Exercise goal: Reproduce verbatim the lines of the listing between the line holding "Where can the lamp" and the line holding "pixel 133 271", inclusive.

Data provided:
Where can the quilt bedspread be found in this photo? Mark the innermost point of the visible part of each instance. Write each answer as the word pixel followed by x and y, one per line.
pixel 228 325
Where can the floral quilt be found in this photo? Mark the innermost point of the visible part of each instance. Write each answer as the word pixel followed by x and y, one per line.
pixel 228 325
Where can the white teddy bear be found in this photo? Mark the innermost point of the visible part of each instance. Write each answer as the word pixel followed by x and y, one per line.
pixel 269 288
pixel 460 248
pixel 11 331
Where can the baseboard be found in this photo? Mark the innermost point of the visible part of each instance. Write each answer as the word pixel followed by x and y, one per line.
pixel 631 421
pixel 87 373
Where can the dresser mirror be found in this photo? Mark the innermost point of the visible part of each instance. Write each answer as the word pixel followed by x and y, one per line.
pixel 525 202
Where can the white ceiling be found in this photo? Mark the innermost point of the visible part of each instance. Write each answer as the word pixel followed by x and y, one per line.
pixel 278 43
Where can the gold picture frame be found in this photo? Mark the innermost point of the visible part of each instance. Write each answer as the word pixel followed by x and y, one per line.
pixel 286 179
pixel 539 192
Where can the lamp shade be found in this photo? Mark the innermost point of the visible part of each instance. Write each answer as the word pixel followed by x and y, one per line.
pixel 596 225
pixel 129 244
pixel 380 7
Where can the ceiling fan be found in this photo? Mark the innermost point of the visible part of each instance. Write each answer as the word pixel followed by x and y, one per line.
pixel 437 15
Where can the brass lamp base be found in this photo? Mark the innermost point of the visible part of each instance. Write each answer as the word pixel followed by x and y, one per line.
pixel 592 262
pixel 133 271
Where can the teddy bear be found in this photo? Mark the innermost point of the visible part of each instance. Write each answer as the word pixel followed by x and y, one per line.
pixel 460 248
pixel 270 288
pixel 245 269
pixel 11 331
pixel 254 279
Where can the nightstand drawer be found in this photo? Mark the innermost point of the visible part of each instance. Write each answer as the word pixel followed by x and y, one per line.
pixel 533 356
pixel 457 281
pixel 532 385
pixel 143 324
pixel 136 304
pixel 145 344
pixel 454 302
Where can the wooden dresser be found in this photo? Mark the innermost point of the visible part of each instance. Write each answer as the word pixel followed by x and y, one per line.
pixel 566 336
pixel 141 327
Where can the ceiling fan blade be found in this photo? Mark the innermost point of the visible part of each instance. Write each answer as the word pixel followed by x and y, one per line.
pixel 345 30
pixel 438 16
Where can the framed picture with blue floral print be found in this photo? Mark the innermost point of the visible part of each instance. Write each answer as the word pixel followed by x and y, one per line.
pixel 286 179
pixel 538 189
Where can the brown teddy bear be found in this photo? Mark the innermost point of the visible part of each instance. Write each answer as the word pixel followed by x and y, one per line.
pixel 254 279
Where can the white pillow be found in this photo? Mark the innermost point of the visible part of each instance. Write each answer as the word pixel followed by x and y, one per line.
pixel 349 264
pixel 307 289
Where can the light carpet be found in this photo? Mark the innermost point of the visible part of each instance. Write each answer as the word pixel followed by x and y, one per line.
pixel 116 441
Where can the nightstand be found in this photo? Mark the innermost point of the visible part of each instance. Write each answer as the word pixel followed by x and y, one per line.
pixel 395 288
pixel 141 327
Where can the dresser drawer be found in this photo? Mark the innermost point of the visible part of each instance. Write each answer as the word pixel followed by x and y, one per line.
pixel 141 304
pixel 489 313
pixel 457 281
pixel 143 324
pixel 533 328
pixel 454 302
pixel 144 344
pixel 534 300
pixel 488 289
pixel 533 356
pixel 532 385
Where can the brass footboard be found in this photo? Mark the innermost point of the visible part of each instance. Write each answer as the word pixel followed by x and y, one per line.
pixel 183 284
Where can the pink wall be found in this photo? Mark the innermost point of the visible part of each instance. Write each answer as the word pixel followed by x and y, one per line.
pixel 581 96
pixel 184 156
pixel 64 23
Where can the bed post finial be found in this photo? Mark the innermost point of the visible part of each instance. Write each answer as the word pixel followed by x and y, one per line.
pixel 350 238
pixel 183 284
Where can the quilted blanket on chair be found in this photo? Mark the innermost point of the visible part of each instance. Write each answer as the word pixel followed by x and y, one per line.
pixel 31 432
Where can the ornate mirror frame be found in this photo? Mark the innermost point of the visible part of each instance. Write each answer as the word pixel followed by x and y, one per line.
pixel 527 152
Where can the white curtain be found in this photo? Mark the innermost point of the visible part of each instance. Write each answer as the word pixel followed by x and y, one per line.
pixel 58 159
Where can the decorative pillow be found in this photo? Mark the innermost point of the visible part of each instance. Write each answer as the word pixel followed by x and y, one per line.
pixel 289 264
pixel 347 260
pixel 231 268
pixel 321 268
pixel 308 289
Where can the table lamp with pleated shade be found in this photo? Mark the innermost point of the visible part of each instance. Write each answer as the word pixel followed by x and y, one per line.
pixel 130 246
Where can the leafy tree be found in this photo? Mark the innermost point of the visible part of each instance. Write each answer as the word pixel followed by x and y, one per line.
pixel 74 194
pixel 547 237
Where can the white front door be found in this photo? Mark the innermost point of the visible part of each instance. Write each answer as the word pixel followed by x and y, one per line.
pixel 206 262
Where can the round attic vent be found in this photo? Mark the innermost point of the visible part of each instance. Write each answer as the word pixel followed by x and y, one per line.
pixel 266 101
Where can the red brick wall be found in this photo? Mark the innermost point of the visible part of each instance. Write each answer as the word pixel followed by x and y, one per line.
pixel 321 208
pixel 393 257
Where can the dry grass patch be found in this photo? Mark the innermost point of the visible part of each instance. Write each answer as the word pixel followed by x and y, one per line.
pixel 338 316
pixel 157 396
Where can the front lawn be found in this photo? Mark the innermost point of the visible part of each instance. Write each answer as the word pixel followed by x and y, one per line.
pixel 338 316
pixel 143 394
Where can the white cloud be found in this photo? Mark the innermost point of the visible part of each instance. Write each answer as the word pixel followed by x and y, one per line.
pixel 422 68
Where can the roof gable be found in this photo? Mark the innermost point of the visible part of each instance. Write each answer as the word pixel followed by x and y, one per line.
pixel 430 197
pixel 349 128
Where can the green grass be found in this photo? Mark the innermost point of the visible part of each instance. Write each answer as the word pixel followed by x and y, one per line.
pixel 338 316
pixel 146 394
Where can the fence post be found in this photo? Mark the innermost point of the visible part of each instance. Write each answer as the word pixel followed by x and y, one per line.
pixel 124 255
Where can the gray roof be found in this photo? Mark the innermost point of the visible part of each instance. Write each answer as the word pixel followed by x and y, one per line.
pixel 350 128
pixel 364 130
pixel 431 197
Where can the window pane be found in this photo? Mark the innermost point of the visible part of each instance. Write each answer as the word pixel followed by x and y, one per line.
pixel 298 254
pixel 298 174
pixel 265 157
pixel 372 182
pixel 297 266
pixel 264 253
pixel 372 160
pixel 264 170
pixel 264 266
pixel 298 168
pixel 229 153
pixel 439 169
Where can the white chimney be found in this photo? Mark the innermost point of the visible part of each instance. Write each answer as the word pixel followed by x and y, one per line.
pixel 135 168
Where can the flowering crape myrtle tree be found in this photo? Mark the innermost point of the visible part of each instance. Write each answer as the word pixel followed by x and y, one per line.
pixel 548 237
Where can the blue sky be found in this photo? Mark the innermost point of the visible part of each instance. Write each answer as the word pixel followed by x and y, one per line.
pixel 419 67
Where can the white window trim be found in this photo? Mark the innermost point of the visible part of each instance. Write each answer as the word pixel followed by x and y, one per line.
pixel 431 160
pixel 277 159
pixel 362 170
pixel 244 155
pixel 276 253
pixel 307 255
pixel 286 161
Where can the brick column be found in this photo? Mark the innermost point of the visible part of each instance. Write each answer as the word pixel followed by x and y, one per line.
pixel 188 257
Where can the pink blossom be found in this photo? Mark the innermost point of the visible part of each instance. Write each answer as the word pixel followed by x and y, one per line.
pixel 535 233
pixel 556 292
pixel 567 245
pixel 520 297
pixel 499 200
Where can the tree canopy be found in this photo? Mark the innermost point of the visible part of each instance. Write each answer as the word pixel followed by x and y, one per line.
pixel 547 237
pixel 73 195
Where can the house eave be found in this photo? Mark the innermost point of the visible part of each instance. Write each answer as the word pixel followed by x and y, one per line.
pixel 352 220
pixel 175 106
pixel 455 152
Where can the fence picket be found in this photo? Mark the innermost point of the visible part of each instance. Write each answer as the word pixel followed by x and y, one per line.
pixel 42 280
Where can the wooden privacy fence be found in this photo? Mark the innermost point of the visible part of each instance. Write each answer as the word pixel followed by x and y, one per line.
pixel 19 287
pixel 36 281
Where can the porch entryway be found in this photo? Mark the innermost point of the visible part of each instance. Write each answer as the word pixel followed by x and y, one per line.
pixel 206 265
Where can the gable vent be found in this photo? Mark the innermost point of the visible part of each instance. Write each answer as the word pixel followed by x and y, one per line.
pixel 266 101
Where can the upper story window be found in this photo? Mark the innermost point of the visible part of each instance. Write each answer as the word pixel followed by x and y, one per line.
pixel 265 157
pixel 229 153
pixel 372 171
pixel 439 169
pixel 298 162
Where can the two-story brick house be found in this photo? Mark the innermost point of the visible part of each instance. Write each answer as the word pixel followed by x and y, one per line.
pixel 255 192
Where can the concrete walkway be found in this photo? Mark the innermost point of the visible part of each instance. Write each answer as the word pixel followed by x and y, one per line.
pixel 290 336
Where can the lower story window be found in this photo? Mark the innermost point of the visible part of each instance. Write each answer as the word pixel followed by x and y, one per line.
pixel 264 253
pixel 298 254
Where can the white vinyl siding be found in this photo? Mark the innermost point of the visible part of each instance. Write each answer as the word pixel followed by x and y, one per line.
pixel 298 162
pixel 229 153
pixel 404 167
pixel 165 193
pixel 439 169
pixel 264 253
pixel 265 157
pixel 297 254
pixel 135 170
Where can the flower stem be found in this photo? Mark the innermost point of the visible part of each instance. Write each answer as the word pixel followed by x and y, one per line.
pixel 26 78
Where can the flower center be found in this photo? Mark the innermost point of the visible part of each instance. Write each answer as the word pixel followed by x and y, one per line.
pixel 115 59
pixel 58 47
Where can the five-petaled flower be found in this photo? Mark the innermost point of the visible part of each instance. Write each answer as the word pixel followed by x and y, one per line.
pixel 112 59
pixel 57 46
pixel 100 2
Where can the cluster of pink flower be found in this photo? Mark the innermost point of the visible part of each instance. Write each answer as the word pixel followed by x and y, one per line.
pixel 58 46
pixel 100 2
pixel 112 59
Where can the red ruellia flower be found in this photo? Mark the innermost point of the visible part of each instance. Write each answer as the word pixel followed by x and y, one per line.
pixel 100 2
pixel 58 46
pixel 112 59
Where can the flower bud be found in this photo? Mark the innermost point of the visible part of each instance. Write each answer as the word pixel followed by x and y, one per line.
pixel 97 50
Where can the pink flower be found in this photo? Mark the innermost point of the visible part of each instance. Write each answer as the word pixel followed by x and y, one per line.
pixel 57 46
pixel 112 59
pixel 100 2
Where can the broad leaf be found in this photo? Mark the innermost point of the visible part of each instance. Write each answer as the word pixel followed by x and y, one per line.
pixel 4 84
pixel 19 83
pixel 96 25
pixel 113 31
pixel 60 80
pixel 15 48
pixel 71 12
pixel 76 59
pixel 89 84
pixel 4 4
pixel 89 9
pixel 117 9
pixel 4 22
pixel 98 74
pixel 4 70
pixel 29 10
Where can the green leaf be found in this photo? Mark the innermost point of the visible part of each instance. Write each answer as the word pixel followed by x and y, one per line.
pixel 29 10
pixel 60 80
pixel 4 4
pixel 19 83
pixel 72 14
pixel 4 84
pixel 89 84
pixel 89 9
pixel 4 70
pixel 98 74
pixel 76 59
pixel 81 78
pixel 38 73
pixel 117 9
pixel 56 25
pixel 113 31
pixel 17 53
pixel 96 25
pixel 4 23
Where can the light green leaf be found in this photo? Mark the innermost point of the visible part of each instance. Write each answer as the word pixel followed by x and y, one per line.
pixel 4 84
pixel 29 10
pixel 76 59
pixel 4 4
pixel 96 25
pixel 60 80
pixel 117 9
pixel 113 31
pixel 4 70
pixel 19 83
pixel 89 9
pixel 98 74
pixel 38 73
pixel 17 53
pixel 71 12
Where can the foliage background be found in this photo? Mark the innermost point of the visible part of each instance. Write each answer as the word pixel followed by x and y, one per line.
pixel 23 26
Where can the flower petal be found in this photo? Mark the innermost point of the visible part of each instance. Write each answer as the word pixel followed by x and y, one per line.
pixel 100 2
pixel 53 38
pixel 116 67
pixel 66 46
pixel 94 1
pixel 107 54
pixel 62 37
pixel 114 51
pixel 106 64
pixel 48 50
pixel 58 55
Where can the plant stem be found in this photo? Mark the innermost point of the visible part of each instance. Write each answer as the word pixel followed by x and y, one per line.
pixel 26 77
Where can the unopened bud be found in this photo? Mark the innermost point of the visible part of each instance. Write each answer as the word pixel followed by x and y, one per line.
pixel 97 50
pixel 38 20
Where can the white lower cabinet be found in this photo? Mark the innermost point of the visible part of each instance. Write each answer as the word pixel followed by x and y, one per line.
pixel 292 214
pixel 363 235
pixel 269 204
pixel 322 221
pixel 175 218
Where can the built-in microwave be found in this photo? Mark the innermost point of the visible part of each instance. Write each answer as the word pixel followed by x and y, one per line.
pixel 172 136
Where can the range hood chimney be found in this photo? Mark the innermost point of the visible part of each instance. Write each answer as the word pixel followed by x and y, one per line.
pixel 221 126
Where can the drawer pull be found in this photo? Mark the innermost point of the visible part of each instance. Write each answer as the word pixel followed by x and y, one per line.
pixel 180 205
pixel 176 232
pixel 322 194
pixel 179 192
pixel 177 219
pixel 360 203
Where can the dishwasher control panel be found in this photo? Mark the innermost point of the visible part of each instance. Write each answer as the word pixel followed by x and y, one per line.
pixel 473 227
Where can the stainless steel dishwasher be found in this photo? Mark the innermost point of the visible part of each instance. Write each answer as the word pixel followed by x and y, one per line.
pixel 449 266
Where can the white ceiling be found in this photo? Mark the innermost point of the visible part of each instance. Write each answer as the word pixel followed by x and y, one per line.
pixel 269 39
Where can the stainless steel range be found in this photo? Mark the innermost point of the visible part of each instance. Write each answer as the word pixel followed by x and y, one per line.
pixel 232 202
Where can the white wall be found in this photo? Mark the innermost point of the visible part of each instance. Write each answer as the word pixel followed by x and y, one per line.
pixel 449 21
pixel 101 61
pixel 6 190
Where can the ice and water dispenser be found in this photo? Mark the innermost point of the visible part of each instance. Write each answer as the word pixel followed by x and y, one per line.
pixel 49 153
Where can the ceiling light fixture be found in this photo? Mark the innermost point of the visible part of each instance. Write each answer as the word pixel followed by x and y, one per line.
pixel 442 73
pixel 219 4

Written solution:
Where can the lamp shade be found in this photo? Mark the innermost point of the visible part of each instance. Write each answer as the word pixel followed by x and y, one per line.
pixel 596 225
pixel 129 244
pixel 380 7
Where can the ceiling fan be found in this photo? Mark the innermost point of the visible part of each instance. Write each answer as the word pixel followed by x and y, one per line.
pixel 437 15
Where can the brass lamp base be found in this photo? Mark the innermost point of the visible part of each instance. Write each answer as the word pixel followed by x and y, one per line.
pixel 592 262
pixel 133 271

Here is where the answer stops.